# [Requirement]
From the data below, copy exactly the lines that lie between the one holding "Point out the dense" and the one holding "Point out the shadow", including both, and nothing more.

# [Given information]
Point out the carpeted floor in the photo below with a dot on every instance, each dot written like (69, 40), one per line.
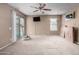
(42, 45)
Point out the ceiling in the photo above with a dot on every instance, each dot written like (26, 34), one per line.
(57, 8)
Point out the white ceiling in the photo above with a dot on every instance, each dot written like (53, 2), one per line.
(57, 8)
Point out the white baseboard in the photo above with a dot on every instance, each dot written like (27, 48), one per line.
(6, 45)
---
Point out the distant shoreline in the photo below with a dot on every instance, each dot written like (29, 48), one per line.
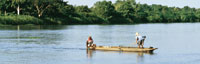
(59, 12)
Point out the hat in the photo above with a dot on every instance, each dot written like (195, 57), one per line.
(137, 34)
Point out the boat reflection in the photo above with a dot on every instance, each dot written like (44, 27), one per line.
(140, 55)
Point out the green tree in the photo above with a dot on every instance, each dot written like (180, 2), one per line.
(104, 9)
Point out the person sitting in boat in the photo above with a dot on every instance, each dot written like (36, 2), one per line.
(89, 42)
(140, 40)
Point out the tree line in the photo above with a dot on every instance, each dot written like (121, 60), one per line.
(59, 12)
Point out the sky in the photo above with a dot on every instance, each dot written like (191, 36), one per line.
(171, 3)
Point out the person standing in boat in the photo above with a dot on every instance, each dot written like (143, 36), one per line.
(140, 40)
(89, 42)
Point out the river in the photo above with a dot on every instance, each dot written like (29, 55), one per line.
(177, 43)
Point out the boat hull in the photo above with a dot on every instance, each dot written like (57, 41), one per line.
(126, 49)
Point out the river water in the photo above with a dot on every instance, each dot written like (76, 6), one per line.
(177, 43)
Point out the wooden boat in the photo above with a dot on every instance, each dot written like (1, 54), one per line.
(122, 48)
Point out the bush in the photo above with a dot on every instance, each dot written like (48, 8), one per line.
--
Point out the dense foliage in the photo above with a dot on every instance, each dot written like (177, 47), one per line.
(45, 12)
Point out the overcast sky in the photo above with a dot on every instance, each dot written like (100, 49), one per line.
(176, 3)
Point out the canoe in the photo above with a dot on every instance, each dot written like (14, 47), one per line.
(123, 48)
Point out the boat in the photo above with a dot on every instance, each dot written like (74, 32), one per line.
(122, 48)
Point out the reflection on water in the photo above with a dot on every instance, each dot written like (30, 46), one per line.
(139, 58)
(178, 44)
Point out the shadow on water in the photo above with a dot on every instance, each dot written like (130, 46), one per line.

# [Expected output]
Point out the dense foliage in the photo above with a dot on every instance, each dot written like (177, 47), one per line.
(45, 12)
Point out the overcast sky in the photo above with a dot on every instance, each dot written like (100, 49), one per line.
(176, 3)
Point out the canoe in the photo above with a dot on every instance, each dot written like (14, 47), one per line.
(123, 48)
Point out the boat in the photo above with a dot on every instance, each dot written like (74, 32), one per line.
(122, 48)
Point out the reflection on water in the photo above with a dot on every instance, each dot written like (30, 46), one per line.
(139, 58)
(178, 44)
Point out the shadow on water in the photo above with a dot on every instance, each dot written like (130, 46), one per line.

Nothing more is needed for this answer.